TASK PROMPT => Output all of the records below word for word, leaving out the pictures.

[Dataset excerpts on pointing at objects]
--------

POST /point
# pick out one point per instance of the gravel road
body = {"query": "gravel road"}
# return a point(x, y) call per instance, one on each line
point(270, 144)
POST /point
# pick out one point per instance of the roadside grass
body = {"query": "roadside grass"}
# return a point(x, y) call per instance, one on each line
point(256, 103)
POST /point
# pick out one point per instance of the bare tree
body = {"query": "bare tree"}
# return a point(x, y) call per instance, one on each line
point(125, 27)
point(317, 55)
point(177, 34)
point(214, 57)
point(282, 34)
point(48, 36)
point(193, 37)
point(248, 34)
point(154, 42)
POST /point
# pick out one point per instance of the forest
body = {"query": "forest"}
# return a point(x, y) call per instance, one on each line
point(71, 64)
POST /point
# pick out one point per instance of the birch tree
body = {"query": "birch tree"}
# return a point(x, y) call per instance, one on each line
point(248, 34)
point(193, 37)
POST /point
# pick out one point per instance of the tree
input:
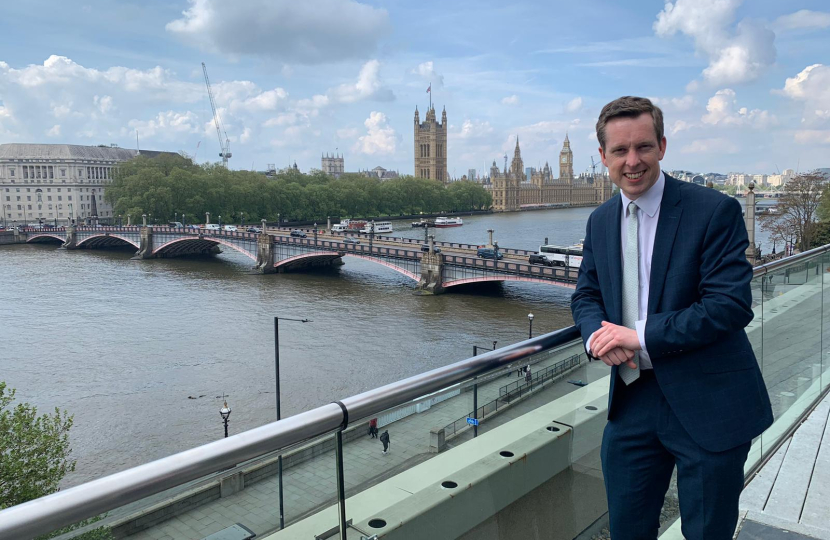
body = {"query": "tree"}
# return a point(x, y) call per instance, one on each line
point(798, 210)
point(34, 450)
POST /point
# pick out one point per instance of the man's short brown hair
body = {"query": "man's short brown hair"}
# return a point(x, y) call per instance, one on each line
point(629, 107)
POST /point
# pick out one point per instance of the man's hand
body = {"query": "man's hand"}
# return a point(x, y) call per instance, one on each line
point(611, 337)
point(618, 357)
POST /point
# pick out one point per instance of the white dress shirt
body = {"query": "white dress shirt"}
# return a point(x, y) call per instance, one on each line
point(648, 213)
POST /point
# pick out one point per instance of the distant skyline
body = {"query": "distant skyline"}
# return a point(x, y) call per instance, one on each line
point(745, 86)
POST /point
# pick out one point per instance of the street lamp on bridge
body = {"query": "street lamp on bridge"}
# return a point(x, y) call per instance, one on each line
point(475, 388)
point(279, 415)
point(225, 413)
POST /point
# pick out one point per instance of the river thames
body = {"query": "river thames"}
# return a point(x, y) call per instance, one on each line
point(140, 352)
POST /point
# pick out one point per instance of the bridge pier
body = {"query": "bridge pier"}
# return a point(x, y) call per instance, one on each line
point(265, 253)
point(432, 271)
point(71, 238)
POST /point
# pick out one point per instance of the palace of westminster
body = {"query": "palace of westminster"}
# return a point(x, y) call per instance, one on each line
point(513, 188)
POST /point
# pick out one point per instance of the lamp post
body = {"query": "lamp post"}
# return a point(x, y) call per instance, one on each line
point(225, 412)
point(475, 388)
point(279, 415)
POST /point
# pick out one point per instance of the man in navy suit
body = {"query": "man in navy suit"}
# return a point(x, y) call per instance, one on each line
point(663, 297)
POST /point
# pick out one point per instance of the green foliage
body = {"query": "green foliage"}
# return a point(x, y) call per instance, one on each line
point(34, 450)
point(163, 186)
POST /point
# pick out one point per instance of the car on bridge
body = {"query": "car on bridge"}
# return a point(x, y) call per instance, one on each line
point(489, 253)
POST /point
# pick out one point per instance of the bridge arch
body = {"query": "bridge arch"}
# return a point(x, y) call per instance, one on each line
point(466, 281)
point(308, 259)
point(193, 245)
point(106, 240)
point(45, 237)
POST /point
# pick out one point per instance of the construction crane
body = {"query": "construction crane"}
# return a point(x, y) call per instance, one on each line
point(225, 154)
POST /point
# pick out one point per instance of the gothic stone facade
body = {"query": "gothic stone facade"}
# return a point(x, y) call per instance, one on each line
point(431, 146)
point(511, 192)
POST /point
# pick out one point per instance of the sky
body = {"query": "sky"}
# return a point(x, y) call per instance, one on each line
point(744, 85)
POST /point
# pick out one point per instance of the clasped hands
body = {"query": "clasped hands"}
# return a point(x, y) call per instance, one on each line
point(615, 345)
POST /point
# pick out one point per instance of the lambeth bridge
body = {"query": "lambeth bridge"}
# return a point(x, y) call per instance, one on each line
point(436, 269)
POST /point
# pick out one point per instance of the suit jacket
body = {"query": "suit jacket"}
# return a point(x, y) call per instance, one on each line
point(699, 304)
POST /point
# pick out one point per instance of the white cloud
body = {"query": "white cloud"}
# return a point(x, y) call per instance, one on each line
point(297, 32)
point(263, 101)
point(803, 19)
point(678, 126)
point(722, 110)
point(472, 129)
point(168, 125)
point(348, 133)
point(735, 55)
point(427, 72)
point(574, 105)
point(368, 86)
point(681, 104)
point(104, 104)
point(380, 138)
point(717, 145)
point(812, 86)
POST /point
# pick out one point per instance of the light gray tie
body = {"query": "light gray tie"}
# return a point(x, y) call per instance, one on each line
point(631, 287)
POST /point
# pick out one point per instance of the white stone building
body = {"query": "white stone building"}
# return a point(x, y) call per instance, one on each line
point(55, 183)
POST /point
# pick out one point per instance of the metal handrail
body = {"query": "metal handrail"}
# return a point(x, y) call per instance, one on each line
point(44, 515)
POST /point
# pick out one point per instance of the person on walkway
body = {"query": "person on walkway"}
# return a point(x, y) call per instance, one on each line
point(663, 297)
point(384, 438)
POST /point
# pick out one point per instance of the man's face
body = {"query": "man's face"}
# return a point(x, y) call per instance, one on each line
point(632, 154)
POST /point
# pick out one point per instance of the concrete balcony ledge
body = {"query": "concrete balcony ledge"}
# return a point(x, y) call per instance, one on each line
point(469, 491)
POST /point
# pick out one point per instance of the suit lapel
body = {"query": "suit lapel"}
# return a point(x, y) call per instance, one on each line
point(614, 251)
point(667, 224)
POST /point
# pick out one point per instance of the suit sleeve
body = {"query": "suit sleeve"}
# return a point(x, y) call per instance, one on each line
point(725, 304)
point(586, 303)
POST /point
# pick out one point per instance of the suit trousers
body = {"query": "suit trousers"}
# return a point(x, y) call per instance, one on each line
point(640, 448)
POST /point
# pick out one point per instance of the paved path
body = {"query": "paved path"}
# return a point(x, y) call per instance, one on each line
point(311, 485)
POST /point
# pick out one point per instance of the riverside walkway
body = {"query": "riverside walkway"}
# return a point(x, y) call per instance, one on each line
point(310, 486)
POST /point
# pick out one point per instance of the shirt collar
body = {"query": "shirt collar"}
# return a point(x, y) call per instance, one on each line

--------

SOLVED PROBLEM =>
POST /point
# pick out one point per instance of the gravel road
body = {"query": "gravel road"}
# return a point(x, y) call per instance, one on each line
point(270, 144)
POST /point
# pick out one point per instance of the roadside grass
body = {"query": "roadside grass"}
# return a point(x, y) call per instance, one on each line
point(256, 103)
POST /point
# pick out one point per instance of the bare tree
body = {"query": "bare tree"}
# return a point(x, y) call per instance, one on each line
point(125, 27)
point(317, 55)
point(177, 34)
point(214, 57)
point(282, 34)
point(48, 36)
point(193, 37)
point(248, 34)
point(154, 42)
POST /point
# pick out one point per instance of the forest
body = {"query": "forest"}
# return a point(x, y) call per instance, one on each line
point(71, 64)
POST /point
# pick out one point per instance of the birch tree
body = {"query": "birch tree"}
# return a point(x, y) call per instance, one on each line
point(248, 34)
point(193, 37)
POST /point
# pick out one point per instance of the tree
input:
body = {"query": "tree"}
# return a point(x, y) call per instance, one on each line
point(798, 210)
point(34, 450)
POST /point
# pick out one point per instance of the man's short brown hair
body = {"query": "man's short brown hair"}
# return a point(x, y) call per instance, one on each line
point(629, 107)
POST /point
# pick out one point per instance of the man's hand
body = {"query": "man's hand"}
# return a point(x, y) call per instance, one on each line
point(611, 337)
point(618, 357)
POST /point
# pick out one point per instance of the white dress shirt
body = {"query": "white dress shirt"}
# return a point(x, y) call per instance, one on each line
point(648, 213)
POST /point
# pick out one point per instance of the distant skyline
body = {"query": "distant skyline"}
# return a point(x, y) call per instance, one on each line
point(745, 86)
POST /point
# pick out one point per instance of the street lamp on bridge
body = {"query": "street lamp on bridge"}
# return a point(x, y) call per instance, one on each line
point(475, 388)
point(279, 415)
point(225, 413)
POST /point
# pick out one point per instance of the river thames
body = {"query": "river thames"}
# return a point(x, y) call per instance, one on each line
point(140, 352)
POST /point
# pick out one point per instance of the bridge pier
body = {"query": "bridge pier"}
# return a point(x, y) call per instance, one on each line
point(265, 253)
point(432, 271)
point(71, 238)
POST /point
# pick out one point per instance of the palace of westminster
body = {"query": "palace of westminster"}
# return a point(x, y) call per instance, one on each line
point(513, 188)
POST /point
# pick out one point per instance of the lamp post
body = {"query": "lamp post"}
# return a point(x, y) call per instance, one on each line
point(225, 412)
point(475, 388)
point(279, 415)
POST /point
# pick out one point per instance of the man in navy suit
body = {"query": "man in navy suit"}
# return a point(x, y) call per instance, one on each line
point(663, 297)
POST /point
# pick out one point per instance of the green foliage
body = {"query": "green foliage"}
# return a point(x, y) call per instance, one on each line
point(34, 450)
point(163, 186)
POST /point
# pick out one point per instance of the car on bridge
body = {"query": "car on bridge"}
# return a point(x, y) call per instance, one on each line
point(489, 253)
POST /point
# pick out one point per instance of the bridge arch
body = {"query": "bridge arch"}
# return a point(x, y) call per instance, one on each line
point(466, 281)
point(308, 259)
point(193, 245)
point(106, 240)
point(45, 237)
POST /point
# pick out one point per instance of the construction crane
body = {"query": "construction crane"}
# return a point(x, y) call per instance, one on each line
point(225, 154)
POST /point
# pick out one point per instance of the gothic stone facade
body = {"query": "gothic stone facade"}
# return a point(x, y) call per instance, one on each line
point(431, 146)
point(511, 192)
POST /point
# pick out one point per instance of the sky
body = {"query": "sky"}
# return a point(x, y) call per instance, one on each line
point(744, 85)
POST /point
# pick out one point per instance of the clasped hands
body = {"query": "clasped hands"}
# return a point(x, y) call per instance, one on each line
point(615, 345)
POST /point
# pick out one point per instance of the lambeth bridge
body = {"query": "lambeth bridge"}
# return a point(x, y) call per instance, one on each line
point(436, 269)
POST /point
# pick out one point per instance of the suit jacket
body = {"query": "suit jacket"}
# return a point(x, y) call per instance, one on each line
point(699, 304)
POST /point
# pick out one point per instance of the white cloud
body = {"query": "white cloud"}
# return a point(x, y) call per instance, one on each line
point(297, 32)
point(263, 101)
point(803, 19)
point(678, 126)
point(722, 110)
point(472, 129)
point(168, 125)
point(348, 133)
point(735, 55)
point(427, 72)
point(574, 105)
point(368, 86)
point(681, 104)
point(104, 104)
point(380, 138)
point(717, 145)
point(812, 86)
POST /point
# pick out one point per instance of the light gray tie
body = {"query": "light gray tie"}
# return a point(x, y) call per instance, one on each line
point(631, 287)
POST /point
# pick out one point per instance of the white stone building
body = {"query": "white stone building"}
# return a point(x, y) call per instance, one on each line
point(55, 183)
POST /point
# pick out one point per instance of the metal handrail
body = {"query": "metal handrail"}
# return a point(x, y) call per instance, one on each line
point(44, 515)
POST /point
# pick out one point per instance of the person on walkway
body = {"query": "person on walkway"}
# return a point(x, y) call per instance, one on each line
point(663, 297)
point(384, 438)
POST /point
# pick out one point per instance of the man's face
body = {"query": "man's face"}
# return a point(x, y) call per instance, one on each line
point(632, 154)
POST /point
# pick out one point per instance of the concrete balcony ledge
body = {"query": "concrete balcony ledge"}
# return a point(x, y) call per instance, one on each line
point(469, 491)
POST /point
# pick out one point per instance of the suit lapel
body = {"query": "suit lapel"}
# return a point(x, y) call per instance, one on each line
point(614, 251)
point(667, 224)
POST /point
# pick out one point per instance of the suit sleeve
body = {"query": "suit sleeve"}
# return a point(x, y) call per instance, one on each line
point(725, 304)
point(586, 303)
POST /point
# pick out one point per instance of the suit trousers
body = {"query": "suit trousers"}
# return a point(x, y) call per instance, one on each line
point(640, 448)
POST /point
# pick out one point per instance of the paved path
body = {"query": "paved path"}
# return a point(x, y) call per instance, one on each line
point(311, 485)
POST /point
# pick out one point per instance of the riverside walkway
body = {"query": "riverside walkway"}
# return a point(x, y) call per instance, one on each line
point(310, 486)
POST /point
# pick out one point per instance of the shirt collar
body = {"query": "shirt collar"}
# return a point(x, y) call per instance, one on each line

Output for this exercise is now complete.